Source extract:
<<<<

Can Rss have stage retry when one server is down?

YutingWang98 commented 1 year ago

Hi, I just found out my spark job got killed with this error:

Caused by: com.uber.rss.exceptions.RssException: Failed to get node data for zookeeper node: /spark_rss/{cluster}/default/nodes/{server_host_name}
      at com.uber.rss.metadata.ZooKeeperServiceRegistry.getServerInfo(ZooKeeperServiceRegistry.java:231)
      ...
      at java.util.concurrent.ForkJoinWorkerThread.run(ForkJoinWorkerThread.java:175)
  Caused by: org.apache.zookeeper.KeeperException$NoNodeException: KeeperErrorCode = NoNode for /spark_rss/{cluster}/default/nodes/{server_host_name}
      at org.apache.zookeeper.KeeperException.create(KeeperException.java:111)
      ...
      at com.uber.rss.metadata.ZooKeeperServiceRegistry.getServerInfo(ZooKeeperServiceRegistry.java:228)

I then checked the zookeeper and didn't see this {server_host_name} registered there. So I suspect that it was already removed from zk due to some internal issues with the node, but was picked up by Rss before this happend. When Rss tried to connect, it was no longer on zk, and caused 'NoNodeException'. It retried and failed for 4 times, so then killed the job.

If this was the reason, maybe Rss needs to allow the connection process to skip nodes that are no longer on zookeepr, and pick a current available one? Any thoughts would be appreciated, thanks!

hiboyang commented 1 year ago

You are right that the server should be down and was removed from ZooKeeper after losing heartbeat with ZooKeeper.

Current RSS implementation assigns a static list of servers in the beginning of the Spark application, and does not change server list during application running time. This helps to simplify the logic to track which partition is on which server. The downside is if one RSS server is down in the middle, the application will fail.

>>>>

Records for the exercise:
<<<<

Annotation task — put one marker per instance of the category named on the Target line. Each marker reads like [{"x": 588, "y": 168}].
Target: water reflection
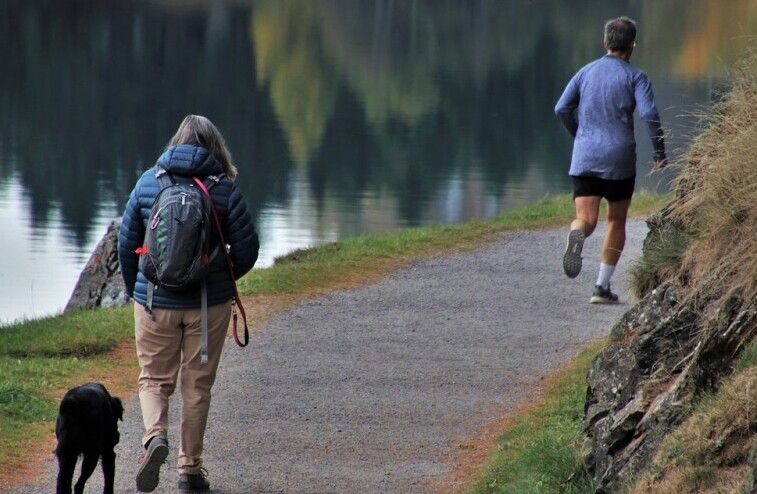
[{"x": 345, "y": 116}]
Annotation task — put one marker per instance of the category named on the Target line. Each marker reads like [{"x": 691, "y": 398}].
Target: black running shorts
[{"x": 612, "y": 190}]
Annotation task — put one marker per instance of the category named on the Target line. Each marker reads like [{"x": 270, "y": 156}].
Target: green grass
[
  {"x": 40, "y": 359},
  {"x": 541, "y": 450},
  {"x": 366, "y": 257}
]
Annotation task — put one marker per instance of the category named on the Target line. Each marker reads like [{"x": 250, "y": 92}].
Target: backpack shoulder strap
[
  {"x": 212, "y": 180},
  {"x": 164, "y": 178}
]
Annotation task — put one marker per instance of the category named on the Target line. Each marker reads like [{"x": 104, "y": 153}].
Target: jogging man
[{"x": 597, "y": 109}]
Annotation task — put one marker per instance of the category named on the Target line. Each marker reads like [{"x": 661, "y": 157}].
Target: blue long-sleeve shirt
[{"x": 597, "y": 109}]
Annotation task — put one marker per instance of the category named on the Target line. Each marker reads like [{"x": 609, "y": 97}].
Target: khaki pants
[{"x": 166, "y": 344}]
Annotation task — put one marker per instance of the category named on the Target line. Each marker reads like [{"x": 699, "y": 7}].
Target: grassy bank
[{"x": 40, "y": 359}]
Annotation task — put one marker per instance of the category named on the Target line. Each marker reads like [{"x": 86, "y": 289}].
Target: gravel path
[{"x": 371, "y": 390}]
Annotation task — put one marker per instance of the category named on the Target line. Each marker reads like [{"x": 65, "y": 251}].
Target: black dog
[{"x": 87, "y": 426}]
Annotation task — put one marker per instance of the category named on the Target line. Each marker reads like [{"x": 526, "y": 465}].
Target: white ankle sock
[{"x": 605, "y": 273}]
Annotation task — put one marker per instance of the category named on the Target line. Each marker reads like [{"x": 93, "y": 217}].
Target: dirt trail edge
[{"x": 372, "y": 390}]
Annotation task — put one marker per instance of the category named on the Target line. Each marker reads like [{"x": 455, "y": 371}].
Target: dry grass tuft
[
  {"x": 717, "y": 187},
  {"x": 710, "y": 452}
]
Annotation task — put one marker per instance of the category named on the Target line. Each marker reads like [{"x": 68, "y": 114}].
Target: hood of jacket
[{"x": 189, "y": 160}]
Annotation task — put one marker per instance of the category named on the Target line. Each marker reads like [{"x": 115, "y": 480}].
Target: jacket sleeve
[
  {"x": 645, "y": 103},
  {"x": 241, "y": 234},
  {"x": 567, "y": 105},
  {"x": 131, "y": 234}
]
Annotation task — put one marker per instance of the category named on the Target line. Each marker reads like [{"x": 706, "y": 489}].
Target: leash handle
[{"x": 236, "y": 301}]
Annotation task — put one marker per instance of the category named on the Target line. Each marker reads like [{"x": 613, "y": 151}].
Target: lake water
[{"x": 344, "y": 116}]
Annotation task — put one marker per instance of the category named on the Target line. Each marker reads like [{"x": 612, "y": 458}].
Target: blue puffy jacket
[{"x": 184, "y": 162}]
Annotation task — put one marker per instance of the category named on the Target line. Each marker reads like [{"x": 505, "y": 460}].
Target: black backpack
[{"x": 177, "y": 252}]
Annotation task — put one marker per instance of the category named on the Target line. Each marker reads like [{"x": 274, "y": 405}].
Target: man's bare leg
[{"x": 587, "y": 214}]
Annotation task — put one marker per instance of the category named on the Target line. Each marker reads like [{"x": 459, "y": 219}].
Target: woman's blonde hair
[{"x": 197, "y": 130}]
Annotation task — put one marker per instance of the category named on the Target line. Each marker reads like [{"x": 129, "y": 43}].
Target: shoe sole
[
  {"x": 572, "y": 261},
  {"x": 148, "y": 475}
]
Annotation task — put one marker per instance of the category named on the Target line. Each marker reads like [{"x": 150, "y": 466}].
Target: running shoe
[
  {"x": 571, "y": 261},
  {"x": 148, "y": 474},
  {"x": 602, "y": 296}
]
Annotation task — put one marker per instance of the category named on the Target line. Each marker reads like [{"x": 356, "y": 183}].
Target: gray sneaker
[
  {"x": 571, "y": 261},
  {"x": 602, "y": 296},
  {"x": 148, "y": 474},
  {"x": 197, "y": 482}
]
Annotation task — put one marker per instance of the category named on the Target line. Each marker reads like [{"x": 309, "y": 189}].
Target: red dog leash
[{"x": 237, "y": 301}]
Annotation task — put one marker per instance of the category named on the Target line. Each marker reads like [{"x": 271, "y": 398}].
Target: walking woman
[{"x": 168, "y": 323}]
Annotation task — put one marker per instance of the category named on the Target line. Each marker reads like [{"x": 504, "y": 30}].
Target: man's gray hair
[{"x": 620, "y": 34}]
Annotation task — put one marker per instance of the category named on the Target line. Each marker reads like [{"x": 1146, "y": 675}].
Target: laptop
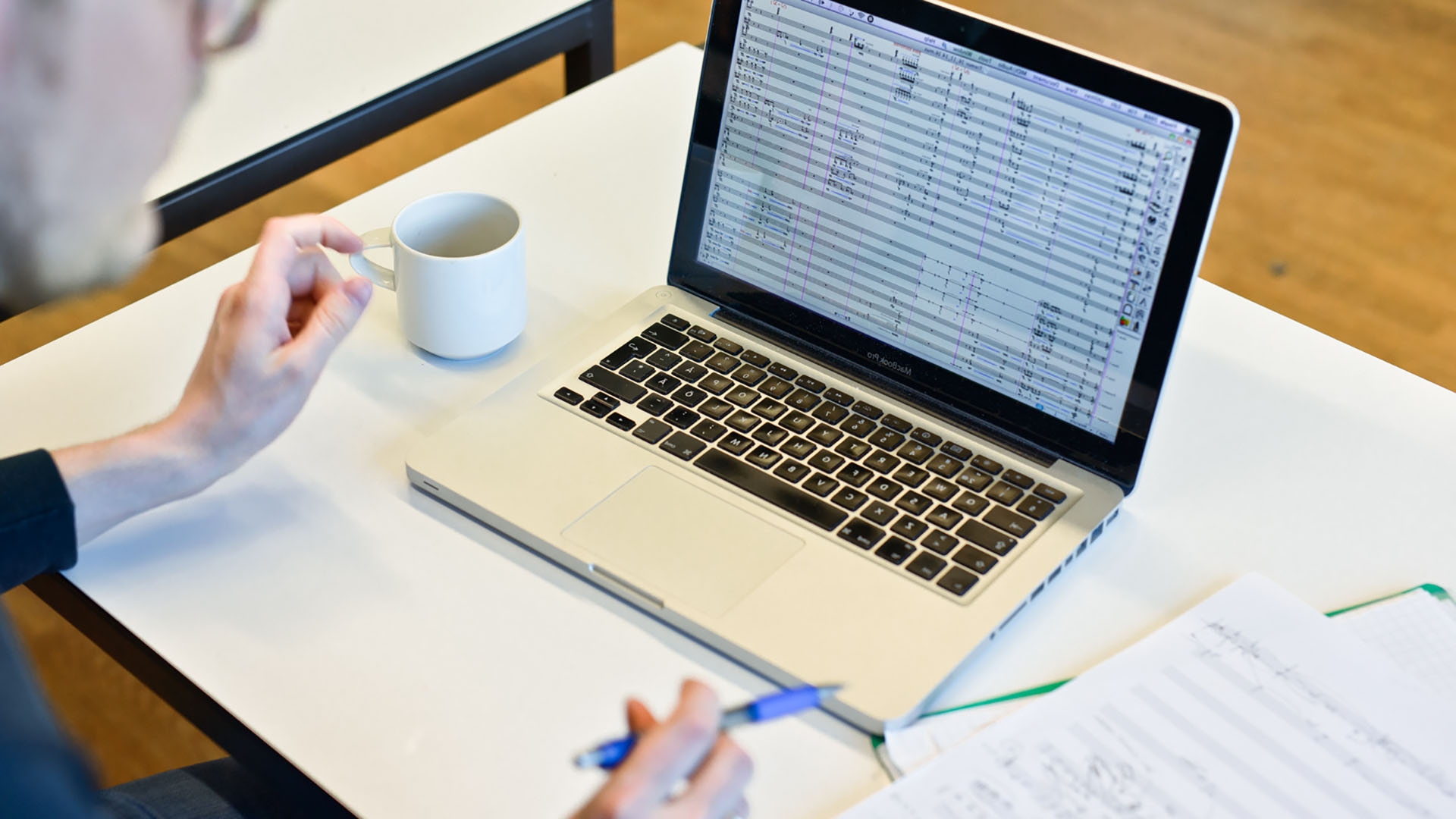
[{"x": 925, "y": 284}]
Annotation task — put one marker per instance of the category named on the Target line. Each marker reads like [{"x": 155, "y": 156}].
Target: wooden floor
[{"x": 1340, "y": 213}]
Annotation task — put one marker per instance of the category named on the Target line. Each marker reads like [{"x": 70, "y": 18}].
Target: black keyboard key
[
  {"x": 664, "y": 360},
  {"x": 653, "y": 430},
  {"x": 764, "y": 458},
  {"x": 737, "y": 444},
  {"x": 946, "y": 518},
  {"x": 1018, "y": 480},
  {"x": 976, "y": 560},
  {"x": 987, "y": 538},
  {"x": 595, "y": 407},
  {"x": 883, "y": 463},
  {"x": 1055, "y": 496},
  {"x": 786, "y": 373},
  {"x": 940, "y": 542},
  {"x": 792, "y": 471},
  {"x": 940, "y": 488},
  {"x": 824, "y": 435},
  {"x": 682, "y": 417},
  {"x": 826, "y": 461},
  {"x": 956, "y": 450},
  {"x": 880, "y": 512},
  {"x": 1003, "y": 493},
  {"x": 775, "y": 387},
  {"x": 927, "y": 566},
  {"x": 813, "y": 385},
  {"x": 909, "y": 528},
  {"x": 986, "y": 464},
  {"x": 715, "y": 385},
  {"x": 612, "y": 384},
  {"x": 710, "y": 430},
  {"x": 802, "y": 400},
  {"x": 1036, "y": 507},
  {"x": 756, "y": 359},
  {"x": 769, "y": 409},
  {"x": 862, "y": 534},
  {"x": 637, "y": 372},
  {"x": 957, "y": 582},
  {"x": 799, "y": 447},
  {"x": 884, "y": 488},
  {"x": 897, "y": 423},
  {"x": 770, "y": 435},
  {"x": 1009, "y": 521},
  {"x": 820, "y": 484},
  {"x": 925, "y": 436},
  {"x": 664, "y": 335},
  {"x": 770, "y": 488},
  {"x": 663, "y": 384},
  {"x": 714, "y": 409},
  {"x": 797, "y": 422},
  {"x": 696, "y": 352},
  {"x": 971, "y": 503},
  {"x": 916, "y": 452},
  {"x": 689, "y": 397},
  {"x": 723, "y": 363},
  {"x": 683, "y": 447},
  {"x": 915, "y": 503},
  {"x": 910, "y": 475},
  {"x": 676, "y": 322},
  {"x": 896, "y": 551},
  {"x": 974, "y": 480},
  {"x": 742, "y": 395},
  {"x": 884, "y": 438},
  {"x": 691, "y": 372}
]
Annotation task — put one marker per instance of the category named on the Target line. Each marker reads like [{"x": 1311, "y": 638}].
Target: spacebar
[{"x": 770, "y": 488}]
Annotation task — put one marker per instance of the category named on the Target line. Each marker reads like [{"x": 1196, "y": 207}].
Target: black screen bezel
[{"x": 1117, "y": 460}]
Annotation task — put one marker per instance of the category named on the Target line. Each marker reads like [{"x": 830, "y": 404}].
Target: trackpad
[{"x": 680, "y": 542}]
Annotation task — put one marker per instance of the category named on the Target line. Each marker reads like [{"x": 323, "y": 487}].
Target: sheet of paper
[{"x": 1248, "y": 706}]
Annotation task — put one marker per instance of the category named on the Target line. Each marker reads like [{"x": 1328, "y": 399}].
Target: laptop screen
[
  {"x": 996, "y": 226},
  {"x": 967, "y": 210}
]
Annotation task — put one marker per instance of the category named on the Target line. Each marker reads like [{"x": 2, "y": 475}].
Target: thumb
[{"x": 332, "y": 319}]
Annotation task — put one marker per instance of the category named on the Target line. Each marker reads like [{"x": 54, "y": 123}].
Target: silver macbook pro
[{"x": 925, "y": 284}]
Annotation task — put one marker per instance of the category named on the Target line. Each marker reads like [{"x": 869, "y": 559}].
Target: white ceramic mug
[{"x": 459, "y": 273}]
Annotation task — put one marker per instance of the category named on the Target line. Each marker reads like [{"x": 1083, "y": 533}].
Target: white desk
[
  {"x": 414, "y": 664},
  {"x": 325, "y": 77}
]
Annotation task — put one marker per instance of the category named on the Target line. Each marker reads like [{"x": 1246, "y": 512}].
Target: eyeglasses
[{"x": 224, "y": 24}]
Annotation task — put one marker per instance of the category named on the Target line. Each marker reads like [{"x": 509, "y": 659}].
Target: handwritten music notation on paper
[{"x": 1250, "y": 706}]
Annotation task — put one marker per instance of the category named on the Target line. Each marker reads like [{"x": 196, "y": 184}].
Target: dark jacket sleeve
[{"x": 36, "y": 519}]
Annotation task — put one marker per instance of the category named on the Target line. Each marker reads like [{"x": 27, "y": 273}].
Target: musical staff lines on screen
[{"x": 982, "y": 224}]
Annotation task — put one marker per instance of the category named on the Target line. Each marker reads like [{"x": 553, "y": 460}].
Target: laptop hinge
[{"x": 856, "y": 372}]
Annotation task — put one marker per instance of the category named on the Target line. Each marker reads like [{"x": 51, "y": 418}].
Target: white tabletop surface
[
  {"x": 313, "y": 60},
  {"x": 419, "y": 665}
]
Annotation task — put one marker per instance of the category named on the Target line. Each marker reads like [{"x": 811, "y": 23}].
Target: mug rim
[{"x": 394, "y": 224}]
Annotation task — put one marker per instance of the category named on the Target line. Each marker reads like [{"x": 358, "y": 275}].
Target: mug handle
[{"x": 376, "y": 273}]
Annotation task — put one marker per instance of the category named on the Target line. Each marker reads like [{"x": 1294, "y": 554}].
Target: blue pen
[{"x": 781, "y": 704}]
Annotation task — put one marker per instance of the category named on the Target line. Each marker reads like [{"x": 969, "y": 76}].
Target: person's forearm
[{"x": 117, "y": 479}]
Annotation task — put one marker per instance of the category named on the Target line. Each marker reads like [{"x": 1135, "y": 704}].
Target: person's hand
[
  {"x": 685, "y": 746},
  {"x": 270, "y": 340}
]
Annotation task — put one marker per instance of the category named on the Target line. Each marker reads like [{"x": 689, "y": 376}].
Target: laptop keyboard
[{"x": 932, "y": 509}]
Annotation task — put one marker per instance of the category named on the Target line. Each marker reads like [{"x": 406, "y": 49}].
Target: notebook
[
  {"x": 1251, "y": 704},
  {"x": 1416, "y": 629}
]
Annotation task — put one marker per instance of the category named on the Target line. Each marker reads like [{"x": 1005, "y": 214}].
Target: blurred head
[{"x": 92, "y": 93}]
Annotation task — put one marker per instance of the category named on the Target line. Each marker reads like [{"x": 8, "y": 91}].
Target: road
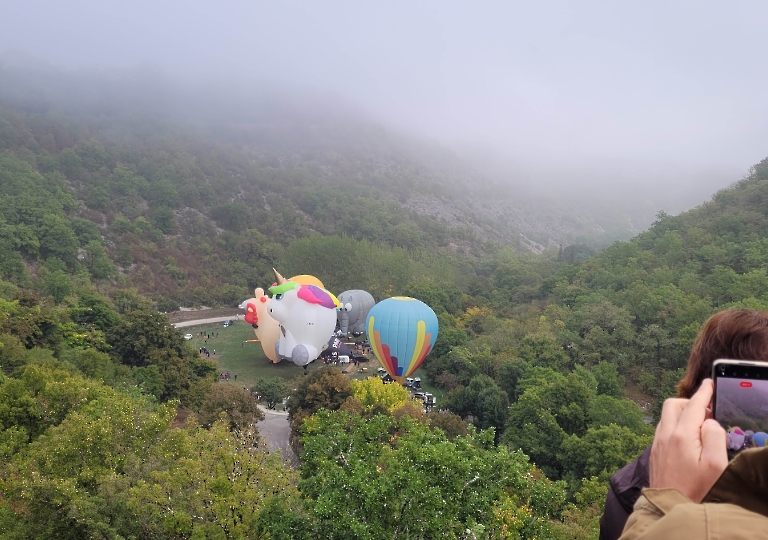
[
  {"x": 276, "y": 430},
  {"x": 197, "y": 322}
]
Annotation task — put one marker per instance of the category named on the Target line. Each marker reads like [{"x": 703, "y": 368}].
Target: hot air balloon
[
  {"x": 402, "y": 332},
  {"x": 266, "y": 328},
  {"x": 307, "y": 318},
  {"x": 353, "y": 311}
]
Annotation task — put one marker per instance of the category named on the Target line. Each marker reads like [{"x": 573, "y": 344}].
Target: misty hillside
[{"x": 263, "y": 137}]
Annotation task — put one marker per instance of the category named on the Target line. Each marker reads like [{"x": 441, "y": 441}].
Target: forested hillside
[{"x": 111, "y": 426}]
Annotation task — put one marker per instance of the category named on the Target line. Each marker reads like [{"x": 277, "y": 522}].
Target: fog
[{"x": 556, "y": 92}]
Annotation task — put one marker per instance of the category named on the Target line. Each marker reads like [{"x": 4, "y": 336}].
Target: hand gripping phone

>>>>

Actions to take:
1. Pick out every line of the records that contains the string "person", matching case exactly.
2. Continue the forum thread about RSS and a server missing from ZooKeeper, starting after its last sentence.

Answers for this exercise:
1.
Target: person's forearm
Target: person's hand

2.
If you want to have redundancy, you could enable "spark.shuffle.rss.replicas" to have multiple replicas, so if one server is down for one shuffle partition, there will be still another server and the application will not fail.

YutingWang98 commented 1 year ago

Thank you for the suggestions @hiboyang ! Does this mean the shuffle data written to the server will be doubled if I set 'spark.shuffle.rss.replicas' to 2? If so, this will work with some small jobs, but may require more disk for some really large jobs.

Also, currently we want to use Rss on a cluster level, so using the default values of 1 to 50 wouldn't make sense for all the jobs. Do you have any advice on how to specifiy "spark.shuffle.rss.maxServerCount" and "spark.shuffle.rss.minServerCount" for different spark jobs? Thanks!

YutingWang98 commented 1 year ago

Hi, @hiboyang. If the 'spark.shuffle.rss.replicas' does write double size of data to server, we won't be able to use this to large jobs with 400+ TB shuffle data unfortunatly.

So do you think we can just skip connecting to the unreachable server and pick up the next available one if this happens in the write stage. And if a server is down during the read stage, can Rss do what spark external shuffle service does to trigger a stage retry to revover the data?

hiboyang commented 1 year ago

"spark.shuffle.rss.maxServerCount" and "spark.shuffle.rss.minServerCount"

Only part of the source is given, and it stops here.